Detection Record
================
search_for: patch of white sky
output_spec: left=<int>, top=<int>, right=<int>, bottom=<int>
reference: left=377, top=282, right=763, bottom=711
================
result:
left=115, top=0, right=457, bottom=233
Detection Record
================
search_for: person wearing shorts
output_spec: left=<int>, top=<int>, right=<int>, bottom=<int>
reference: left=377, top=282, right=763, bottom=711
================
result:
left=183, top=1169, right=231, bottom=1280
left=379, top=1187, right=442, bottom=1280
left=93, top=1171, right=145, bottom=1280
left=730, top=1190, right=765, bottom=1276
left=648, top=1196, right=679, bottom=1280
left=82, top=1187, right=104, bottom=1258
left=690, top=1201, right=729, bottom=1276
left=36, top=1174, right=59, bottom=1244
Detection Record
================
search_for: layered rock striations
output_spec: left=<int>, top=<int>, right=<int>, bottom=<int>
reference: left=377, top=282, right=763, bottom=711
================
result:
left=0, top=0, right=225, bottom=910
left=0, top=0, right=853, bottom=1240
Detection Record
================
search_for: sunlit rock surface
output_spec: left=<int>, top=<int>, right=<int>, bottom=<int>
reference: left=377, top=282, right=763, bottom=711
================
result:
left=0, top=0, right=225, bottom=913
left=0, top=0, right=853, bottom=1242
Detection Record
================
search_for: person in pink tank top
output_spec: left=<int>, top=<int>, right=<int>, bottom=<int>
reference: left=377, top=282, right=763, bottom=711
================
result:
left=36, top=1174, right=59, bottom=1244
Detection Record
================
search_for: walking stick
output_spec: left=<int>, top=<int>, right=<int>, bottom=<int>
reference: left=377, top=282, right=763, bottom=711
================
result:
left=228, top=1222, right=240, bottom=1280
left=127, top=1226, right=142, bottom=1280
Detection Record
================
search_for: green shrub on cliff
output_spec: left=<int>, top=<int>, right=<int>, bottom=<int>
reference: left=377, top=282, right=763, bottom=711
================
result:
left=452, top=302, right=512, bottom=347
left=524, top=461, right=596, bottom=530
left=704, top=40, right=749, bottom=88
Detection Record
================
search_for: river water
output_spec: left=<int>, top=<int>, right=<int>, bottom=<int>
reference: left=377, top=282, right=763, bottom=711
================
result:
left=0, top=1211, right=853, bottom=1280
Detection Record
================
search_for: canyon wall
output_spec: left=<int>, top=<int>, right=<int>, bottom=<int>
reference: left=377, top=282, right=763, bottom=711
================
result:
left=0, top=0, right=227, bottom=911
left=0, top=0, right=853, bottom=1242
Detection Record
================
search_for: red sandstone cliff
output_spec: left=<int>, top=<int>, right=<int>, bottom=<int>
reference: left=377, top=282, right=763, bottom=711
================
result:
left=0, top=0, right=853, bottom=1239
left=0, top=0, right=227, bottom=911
┄┄┄┄┄┄┄┄┄┄┄┄┄┄┄┄┄┄┄┄
• [WRITTEN EXERCISE]: Copy the material from its first line through the line containing "left=115, top=0, right=457, bottom=233", request lines included and nothing past that line. Scale every coordinate in the answer by 0.3, rounding each result to a whole number with halves rounded up, and leave the numbers in the request and its format sample unchanged.

• [EXERCISE OUTPUT]:
Detection Record
================
search_for: patch of white sky
output_spec: left=<int>, top=<int>, right=<int>, bottom=<int>
reference: left=377, top=282, right=763, bottom=711
================
result:
left=35, top=0, right=137, bottom=70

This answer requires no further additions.